Document
----------
Introduction
Introducing Window Functions
PostgreSQL’s documentation does an excellent job of introducing the concept of Window Functions: a window function performs a calculation across a set of table rows that are somehow related to the current row. This is comparable to the type of calculation that can be done with an aggregate function. But unlike regular aggregate functions, use of a window function does not cause rows to become grouped into a single output row — the rows retain their separate identities. Behind the scenes, the window function is able to access more than just the current row of the query result.
Through introducing window functions, we have also introduced two statements that you may not be familiar with: OVER and PARTITION BY. These are key to window functions. Not every window function uses PARTITION BY; we can also use ORDER BY or no statement at all depending on the query we want to run. You will practice using these clauses in the upcoming quizzes. If you want more details right now, this resource from Pinal Dave is helpful.
Note: You can’t use window functions and standard aggregations in the same query. More specifically, you can’t include window functions in a GROUP BY clause.
Creating a Running Total Using Window Functions
Using Derek’s previous video as an example, create another running total. This time, create a running total of standard_amt_usd
(in the orders
table) over order time with no date truncation. Your final table should have two columns: one with the amount being added for each new row, and a second with the running total.
SELECT standard_amt_usd,
SUM(standard_amt_usd) OVER (ORDER BY occurred_at) AS running_total
FROM orders
Creating a Partitioned Running Total Using Window Functions
Now, modify your query from the previous quiz to include partitions. Still create a running total of standard_amt_usd
(in the orders
table) over order time, but this time, date truncate occurred_at
by year and partition by that same year-truncated occurred_at
variable. Your final table should have three columns: One with the amount being added for each row, one for the truncated date, and a final column with the running total within each year.
----------
Dataset content
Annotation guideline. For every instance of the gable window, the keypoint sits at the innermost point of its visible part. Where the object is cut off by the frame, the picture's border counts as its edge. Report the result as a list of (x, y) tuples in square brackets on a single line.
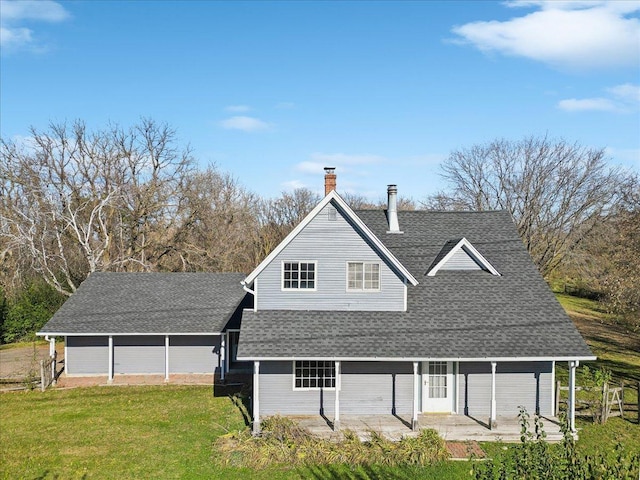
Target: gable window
[(363, 276), (299, 275), (310, 374)]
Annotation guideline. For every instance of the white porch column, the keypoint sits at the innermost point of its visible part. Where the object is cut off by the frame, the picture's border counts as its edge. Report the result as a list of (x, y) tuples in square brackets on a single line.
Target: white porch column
[(572, 394), (493, 423), (223, 355), (110, 379), (336, 407), (52, 354), (416, 389), (166, 358), (256, 398)]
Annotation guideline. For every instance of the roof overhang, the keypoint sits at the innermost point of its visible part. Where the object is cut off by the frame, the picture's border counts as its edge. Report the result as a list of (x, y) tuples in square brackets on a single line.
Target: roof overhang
[(428, 359)]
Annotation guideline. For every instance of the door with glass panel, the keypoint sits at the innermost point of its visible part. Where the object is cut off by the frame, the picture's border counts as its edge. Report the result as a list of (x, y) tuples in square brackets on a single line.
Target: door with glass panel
[(438, 387)]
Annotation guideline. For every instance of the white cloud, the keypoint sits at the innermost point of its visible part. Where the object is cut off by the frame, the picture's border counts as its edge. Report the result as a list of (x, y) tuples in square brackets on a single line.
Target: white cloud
[(622, 99), (339, 159), (293, 185), (587, 104), (285, 106), (237, 108), (564, 34), (626, 93), (13, 14), (246, 124)]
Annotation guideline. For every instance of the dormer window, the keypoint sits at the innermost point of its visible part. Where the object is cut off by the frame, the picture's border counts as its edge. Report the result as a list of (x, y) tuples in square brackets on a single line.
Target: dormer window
[(363, 276), (299, 275)]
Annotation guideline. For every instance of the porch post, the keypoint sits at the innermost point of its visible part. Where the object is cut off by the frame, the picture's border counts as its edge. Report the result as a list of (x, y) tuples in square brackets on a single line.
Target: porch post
[(223, 355), (336, 408), (256, 398), (493, 422), (52, 355), (110, 379), (572, 395), (166, 358), (416, 389)]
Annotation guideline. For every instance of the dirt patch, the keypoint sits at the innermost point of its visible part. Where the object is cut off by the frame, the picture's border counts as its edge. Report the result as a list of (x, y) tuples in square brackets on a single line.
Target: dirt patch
[(465, 450), (593, 329)]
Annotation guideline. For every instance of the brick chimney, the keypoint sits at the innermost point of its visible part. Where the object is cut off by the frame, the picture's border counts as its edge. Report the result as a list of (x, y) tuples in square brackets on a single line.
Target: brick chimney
[(392, 209), (329, 179)]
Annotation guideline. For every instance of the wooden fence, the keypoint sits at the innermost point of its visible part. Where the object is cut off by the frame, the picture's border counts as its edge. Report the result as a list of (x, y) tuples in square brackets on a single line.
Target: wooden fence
[(608, 402)]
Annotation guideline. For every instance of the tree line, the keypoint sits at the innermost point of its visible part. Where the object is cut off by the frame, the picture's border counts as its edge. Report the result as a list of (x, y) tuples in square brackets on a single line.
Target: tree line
[(74, 201)]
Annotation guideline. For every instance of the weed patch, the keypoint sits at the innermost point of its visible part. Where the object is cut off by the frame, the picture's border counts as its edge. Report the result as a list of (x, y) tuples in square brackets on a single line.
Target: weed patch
[(284, 442)]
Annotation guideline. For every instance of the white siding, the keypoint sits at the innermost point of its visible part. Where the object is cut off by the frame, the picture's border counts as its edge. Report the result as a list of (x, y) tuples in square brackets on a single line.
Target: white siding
[(277, 395), (517, 383), (376, 388), (332, 243)]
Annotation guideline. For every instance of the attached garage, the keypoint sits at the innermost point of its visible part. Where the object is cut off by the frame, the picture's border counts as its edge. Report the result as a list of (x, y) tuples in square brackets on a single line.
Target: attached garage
[(148, 323), (87, 355)]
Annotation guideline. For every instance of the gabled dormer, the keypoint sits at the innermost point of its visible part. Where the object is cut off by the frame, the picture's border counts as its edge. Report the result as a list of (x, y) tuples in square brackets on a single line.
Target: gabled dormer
[(330, 261), (460, 254)]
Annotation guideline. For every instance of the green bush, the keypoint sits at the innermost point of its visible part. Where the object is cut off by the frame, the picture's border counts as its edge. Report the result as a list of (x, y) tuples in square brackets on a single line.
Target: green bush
[(26, 312), (284, 442), (535, 459)]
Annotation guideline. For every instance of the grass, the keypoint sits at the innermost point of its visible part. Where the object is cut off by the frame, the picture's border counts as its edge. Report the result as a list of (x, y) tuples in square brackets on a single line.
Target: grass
[(145, 432), (170, 431)]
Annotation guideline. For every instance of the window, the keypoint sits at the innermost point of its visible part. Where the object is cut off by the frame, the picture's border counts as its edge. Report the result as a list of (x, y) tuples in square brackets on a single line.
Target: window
[(299, 275), (363, 276), (310, 374)]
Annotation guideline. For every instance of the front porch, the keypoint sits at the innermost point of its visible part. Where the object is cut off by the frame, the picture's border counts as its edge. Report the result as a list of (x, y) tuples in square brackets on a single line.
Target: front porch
[(449, 427)]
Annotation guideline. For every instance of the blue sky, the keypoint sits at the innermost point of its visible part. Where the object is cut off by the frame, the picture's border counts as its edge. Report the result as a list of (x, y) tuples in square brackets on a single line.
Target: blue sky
[(273, 91)]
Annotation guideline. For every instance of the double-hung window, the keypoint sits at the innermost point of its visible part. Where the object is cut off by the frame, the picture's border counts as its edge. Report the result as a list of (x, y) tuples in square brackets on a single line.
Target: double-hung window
[(299, 275), (314, 374), (363, 276)]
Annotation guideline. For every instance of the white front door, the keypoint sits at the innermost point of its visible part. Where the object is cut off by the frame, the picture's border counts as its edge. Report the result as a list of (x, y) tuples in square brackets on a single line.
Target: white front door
[(438, 387)]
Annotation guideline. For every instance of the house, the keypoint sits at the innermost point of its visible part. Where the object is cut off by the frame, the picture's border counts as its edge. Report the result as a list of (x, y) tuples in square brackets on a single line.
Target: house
[(355, 312)]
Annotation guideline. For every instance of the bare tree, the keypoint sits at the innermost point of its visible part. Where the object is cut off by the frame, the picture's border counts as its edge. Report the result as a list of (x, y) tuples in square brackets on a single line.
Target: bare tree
[(74, 201), (556, 191)]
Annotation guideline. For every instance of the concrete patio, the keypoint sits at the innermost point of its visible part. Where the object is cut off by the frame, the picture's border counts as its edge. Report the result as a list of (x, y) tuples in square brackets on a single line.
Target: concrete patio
[(450, 427)]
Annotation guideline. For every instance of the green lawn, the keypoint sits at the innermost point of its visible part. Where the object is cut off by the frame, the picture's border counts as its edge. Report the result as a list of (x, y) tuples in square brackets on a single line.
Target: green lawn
[(142, 432), (169, 431)]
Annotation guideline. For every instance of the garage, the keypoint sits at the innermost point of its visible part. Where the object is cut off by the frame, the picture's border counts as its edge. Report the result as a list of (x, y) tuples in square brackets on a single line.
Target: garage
[(194, 353), (87, 355), (139, 354)]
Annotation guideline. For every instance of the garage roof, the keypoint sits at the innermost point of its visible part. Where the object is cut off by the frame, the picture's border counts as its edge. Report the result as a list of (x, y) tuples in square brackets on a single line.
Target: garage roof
[(146, 303)]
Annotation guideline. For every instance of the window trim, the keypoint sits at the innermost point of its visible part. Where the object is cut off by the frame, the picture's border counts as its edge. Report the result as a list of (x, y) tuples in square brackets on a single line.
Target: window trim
[(298, 289), (362, 289), (302, 389)]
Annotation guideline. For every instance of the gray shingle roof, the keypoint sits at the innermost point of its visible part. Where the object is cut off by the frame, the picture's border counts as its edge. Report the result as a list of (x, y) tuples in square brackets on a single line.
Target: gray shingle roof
[(450, 315), (149, 303)]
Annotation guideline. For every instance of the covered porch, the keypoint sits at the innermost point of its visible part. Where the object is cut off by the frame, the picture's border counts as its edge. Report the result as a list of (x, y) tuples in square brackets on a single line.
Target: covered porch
[(449, 427)]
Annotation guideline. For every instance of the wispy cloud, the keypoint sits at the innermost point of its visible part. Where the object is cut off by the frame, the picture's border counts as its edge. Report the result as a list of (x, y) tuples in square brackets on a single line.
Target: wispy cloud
[(621, 99), (246, 124), (238, 108), (285, 106), (563, 34), (14, 14)]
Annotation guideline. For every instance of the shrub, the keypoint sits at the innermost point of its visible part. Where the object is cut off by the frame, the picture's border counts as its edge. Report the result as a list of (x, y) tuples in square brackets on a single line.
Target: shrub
[(284, 442)]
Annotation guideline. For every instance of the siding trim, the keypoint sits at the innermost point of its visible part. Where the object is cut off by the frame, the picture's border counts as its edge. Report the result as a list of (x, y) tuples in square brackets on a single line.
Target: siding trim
[(332, 197), (464, 244)]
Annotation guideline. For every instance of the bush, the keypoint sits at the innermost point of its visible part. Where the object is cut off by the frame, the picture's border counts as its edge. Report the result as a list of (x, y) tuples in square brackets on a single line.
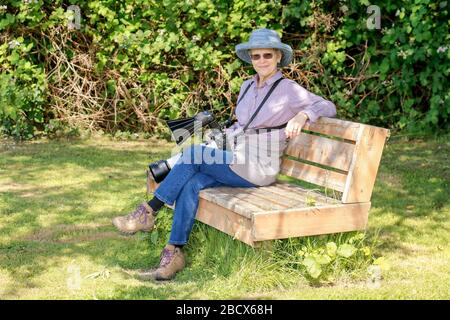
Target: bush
[(132, 63)]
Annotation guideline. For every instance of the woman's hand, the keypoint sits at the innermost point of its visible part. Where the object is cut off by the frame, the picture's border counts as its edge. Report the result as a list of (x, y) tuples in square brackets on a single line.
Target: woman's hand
[(295, 125)]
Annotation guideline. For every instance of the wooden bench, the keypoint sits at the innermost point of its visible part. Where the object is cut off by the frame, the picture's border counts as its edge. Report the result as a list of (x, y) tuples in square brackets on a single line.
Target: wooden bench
[(340, 156)]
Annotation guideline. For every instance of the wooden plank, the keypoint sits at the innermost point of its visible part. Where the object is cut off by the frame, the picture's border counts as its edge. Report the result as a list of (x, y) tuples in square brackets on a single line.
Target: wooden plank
[(304, 194), (224, 198), (312, 174), (310, 221), (325, 151), (365, 163), (246, 194), (233, 224), (335, 127)]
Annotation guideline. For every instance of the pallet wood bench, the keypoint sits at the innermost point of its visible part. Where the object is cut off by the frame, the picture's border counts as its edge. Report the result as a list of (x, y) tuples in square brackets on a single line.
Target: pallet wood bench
[(341, 156)]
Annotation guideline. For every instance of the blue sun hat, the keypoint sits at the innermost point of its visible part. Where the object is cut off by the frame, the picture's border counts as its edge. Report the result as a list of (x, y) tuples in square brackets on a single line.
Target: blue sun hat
[(264, 39)]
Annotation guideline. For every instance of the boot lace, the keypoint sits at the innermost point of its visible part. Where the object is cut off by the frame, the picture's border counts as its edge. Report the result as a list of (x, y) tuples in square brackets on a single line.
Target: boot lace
[(166, 257), (141, 214)]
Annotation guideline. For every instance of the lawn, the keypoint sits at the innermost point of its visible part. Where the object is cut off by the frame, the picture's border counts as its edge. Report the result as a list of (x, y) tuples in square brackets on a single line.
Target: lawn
[(57, 198)]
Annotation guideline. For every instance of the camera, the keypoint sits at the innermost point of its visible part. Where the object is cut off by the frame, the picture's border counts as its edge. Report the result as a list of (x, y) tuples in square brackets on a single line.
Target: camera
[(182, 130)]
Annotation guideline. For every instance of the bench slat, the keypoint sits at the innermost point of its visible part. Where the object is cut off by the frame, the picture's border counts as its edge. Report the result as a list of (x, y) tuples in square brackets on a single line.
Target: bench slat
[(335, 127), (365, 163), (249, 195), (304, 194), (225, 220), (224, 198), (312, 174), (310, 221), (321, 150)]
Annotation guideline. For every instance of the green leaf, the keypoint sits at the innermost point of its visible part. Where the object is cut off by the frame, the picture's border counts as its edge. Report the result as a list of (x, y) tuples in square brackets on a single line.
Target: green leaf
[(331, 249), (346, 250), (154, 237), (312, 267)]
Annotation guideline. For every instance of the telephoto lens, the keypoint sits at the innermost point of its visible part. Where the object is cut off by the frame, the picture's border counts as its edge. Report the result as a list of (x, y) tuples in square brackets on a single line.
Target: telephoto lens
[(159, 170)]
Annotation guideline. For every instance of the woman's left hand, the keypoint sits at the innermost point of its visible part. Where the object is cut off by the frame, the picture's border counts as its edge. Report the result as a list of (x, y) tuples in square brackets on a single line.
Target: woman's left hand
[(295, 125)]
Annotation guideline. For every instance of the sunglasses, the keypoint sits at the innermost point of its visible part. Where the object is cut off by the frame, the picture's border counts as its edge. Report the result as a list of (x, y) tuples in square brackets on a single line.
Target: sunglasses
[(266, 56)]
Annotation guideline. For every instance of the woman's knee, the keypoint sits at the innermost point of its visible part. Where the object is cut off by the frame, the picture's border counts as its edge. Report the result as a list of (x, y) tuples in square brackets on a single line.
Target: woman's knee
[(193, 154)]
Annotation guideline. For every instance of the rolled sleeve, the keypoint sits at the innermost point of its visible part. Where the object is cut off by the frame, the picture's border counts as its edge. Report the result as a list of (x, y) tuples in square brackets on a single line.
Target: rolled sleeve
[(311, 104)]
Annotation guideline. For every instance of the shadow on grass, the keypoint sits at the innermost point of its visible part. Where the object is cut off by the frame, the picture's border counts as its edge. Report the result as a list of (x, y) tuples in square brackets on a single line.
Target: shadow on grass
[(411, 186), (410, 193)]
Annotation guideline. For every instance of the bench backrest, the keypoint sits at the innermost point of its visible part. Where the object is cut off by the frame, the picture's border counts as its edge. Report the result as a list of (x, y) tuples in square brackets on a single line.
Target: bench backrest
[(337, 154)]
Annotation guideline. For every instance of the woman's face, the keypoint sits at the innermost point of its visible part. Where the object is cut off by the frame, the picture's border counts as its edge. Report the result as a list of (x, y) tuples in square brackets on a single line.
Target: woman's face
[(265, 61)]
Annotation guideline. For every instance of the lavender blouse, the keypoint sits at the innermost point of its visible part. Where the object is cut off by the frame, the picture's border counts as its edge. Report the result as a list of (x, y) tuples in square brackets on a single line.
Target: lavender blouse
[(285, 102)]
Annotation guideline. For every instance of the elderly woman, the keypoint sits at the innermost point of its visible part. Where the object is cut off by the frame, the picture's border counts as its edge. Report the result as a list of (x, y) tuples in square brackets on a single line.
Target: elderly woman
[(269, 107)]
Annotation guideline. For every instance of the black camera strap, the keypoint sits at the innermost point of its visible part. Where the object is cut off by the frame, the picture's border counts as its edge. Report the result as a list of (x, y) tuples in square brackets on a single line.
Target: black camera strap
[(274, 85)]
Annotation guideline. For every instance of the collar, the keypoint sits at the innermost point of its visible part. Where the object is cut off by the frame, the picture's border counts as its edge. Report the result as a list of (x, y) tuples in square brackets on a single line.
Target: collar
[(269, 81)]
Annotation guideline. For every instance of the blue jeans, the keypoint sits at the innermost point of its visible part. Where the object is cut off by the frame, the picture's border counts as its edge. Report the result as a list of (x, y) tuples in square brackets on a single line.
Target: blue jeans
[(192, 173)]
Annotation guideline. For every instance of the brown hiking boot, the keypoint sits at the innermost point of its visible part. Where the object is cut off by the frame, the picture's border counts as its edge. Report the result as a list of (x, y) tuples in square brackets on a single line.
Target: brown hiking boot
[(142, 219), (172, 261)]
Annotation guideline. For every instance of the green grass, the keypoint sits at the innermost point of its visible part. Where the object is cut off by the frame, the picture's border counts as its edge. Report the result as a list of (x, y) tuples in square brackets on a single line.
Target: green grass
----------
To-do list
1. Lay out the lines of the listing as a Markdown table with the columns Row and Line, starting at the line that contains "woman's knee, the" and ending at the line that contains "[(285, 102)]", both included, and skip any blank lines.
2. Carry on the window functions lesson from the point where it stops.
The window functions lesson and the listing are unrelated to each other.

Answers for this exercise
1.
| Row | Line |
|---|---|
| 1 | Annotation guideline. For every instance of the woman's knee, the keypoint sits at the innermost point of its visible part. Where the object is cut off by the frame, the picture's border counts as its edge. Report the result as a list of (x, y) tuples in square brackets on a single line. |
| 2 | Target: woman's knee |
| 3 | [(193, 154)] |
| 4 | Annotation guideline. For every instance of the rolled sleeve, the keypoint sits at the innermost point of its visible part. Where the object is cut off by the frame, the picture's border counts as its edge. Report the result as a list of (x, y) tuples in square brackets on a single line. |
| 5 | Target: rolled sleeve |
| 6 | [(311, 104)] |
| 7 | Annotation guideline. For every instance of the shadow on grass, the keypoint sits at the innermost point of its visible part. Where the object is cut off by the frame, the picture's border counts as its edge. Report the result as a list of (x, y) tuples in square brackets on a single line. |
| 8 | Target: shadow on grass |
| 9 | [(411, 186), (410, 193)] |
| 10 | Annotation guideline. For every instance of the bench backrest, the keypoint sits at the innermost point of its visible part. Where the object is cut off by the frame, the picture's border counts as its edge. Report the result as a list of (x, y) tuples in square brackets on a single line. |
| 11 | Target: bench backrest |
| 12 | [(337, 154)] |
| 13 | Annotation guideline. For every instance of the woman's face, the keypoint sits at the innermost point of its visible part. Where the object is cut off by the frame, the picture's border counts as its edge. Report the result as a list of (x, y) tuples in square brackets on a single line. |
| 14 | Target: woman's face |
| 15 | [(265, 61)] |
| 16 | Annotation guideline. For every instance of the lavender blouse, the keypoint sits at the innermost point of its visible part. Where the object is cut off by the frame, the picture's border counts as its edge. Report the result as a list of (x, y) tuples in square brackets on a single line. |
| 17 | Target: lavender blouse |
| 18 | [(285, 102)] |

2.
SELECT standard_amt_usd,
DATE_TRUNC('year', occurred_at) as year,
SUM(standard_amt_usd) OVER (PARTITION BY DATE_TRUNC('year', occurred_at) ORDER BY occurred_at) AS running_total
FROM orders
If you’d like another example of partitioning, check out the top answer from this Stack Overflow post: “Partition By” Keyword
ROW_NUMBER & RANK
Ranking Total Paper Ordered by Account
Select the id
, account_id
, and total
variable from the orders
table, then create a column called total_rank
that ranks this total amount of paper ordered (from highest to lowest) for each account using a partition. Your final table should have these four columns.
SELECT id,
account_id,
total,
RANK() OVER (PARTITION BY account_id ORDER BY total DESC) AS total_rank
FROM orders
Aggregates in Window Functions
Aggregates in Window Functions with and without ORDER BY
Run the query that Derek wrote in the previous video in the first SQL Explorer below. Keep the query results in mind; you’ll be comparing them to the results of another query next.
SELECT id,
account_id,
standard_qty,
DATE_TRUNC('month', occurred_at) AS month,
DENSE_RANK() OVER (PARTITION BY account_id ORDER BY DATE_TRUNC('month',occurred_at)) AS dense_rank,
SUM(standard_qty) OVER (PARTITION BY account_id ORDER BY DATE_TRUNC('month',occurred_at)) AS sum_std_qty,
COUNT(standard_qty) OVER (PARTITION BY account_id ORDER BY DATE_TRUNC('month',occurred_at)) AS count_std_qty,
AVG(standard_qty) OVER (PARTITION BY account_id ORDER BY DATE_TRUNC('month',occurred_at)) AS avg_std_qty,
MIN(standard_qty) OVER (PARTITION BY account_id ORDER BY DATE_TRUNC('month',occurred_at)) AS min_std_qty,
MAX(standard_qty) OVER (PARTITION BY account_id ORDER BY DATE_TRUNC('month',occurred_at)) AS max_std_qty
FROM orders
Now remove ORDER BY DATE_TRUNC('month',occurred_at
) in each line of the query that contains it in the SQL Explorer below. Evaluate your new query, compare it to the results in the SQL Explorer above, and answer the subsequent quiz questions.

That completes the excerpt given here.